Tekst wywiadu
--- --- ---

Paweł Amulewicz, Telewizja Kopernik: Trudno dyrektorkę galerii sztuki pytać o to, która z wystaw szczególnie zapadła pani w pamięć, ale jesteśmy w stanie wymienić taką, do której chętnie wraca pani myślami z perspektywy patrząc na miniony rok?

Małgorzata Bojarska-Waszczuk, dyrektor Galerii BWA w Olsztynie: Jedną z ważniejszych wystaw w ubiegłym roku, ale też taką ważniejszą dla naszej Galerii, był pokaz twórczości Natalii LL, który odbył się w marcu. To były prace z kolekcji prywatnej, więc jakby podwójny bonus dla nas. W tym samym czasie odbywała się wystawa fotografii z Niemiec Gunduli Friese i to też myślę, że był bardzo ciekawy projekt. Wróciliśmy w lecie do powtórki z Atlantydy Północy. Myślę, że dla całego środowiska to było wydarzenie i powód do refleksji i rozmów. Był to też rok kopernikański, więc mieliśmy dwa wydarzenia poświęcone rocznicy Kopernika. Pierwsza to była wystawa Katarzyny Tretyn „Somnium”.

Rok 2023 to był też taki czas, kiedy udało się zorganizować wiele wydarzeń. To kolejna odsłona „Nocy Muzeów”, wystawa pokonkursowa Fangora. Działacie już z pełnym rozmachem?

Zdecydowanie działamy z pełnym rozmachem. Wchodzimy też w nowe projekty. W tej chwili mamy też dodatkowy projekt edukacyjny, rodzinny „Samouczek sztuki”, który proponujemy państwu w niedzielę, raz na miesiąc. No i oczywiście wszystkie działania okołowystawiennicze, czyli w normalnym rozkładzie wykłady, wykłady dla seniorów, zajęcia dla seniorów, zajęcia sobotnie „Mali odkrywcy sztuki”, które prowadzi Monika Sadowska, które cieszą się ogromnym zainteresowaniem.

Nie sposób podsumowując rok 2023 nie wspomnieć o jednym z najważniejszych, o ile nie najważniejszym wydarzeniu, myślę o „Quadriennale Drzeworytu i Linorytu Polskiego”. To jest takie wydarzenie, które odbywa się w cyklu czteroletnim i właśnie w 2023 miało miejsce – co o tej edycji możemy powiedzieć?

--- --- ---

Treść zadania
Przepisz wiernie fragment wywiadu z dyrektorką Galerii BWA w Olsztynie, zaczynając od miejsca ze słowami „Nie sposób podsumowując” i kończąc po słowach „edycji możemy powiedzieć?”.

Dostarczone dane

--- --- ---

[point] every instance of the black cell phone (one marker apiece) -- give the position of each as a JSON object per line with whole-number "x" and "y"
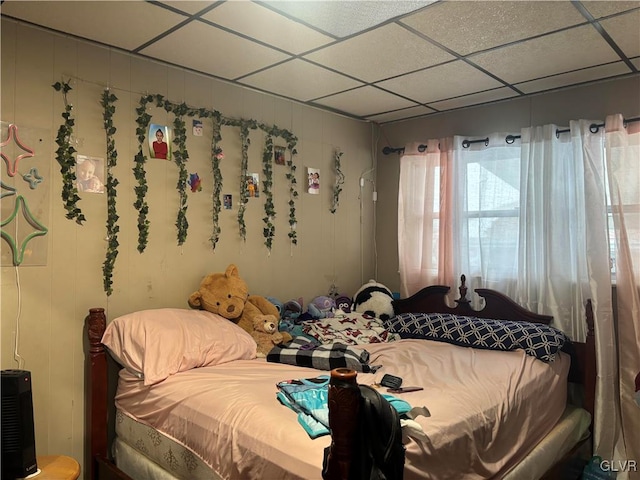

--- --- ---

Odpowiedź
Nie sposób podsumowując rok 2023 nie wspomnieć o jednym z najważniejszych, o ile nie najważniejszym wydarzeniu, myślę o „Quadriennale Drzeworytu i Linorytu Polskiego”. To jest takie wydarzenie, które odbywa się w cyklu czteroletnim i właśnie w 2023 miało miejsce – co o tej edycji możemy powiedzieć?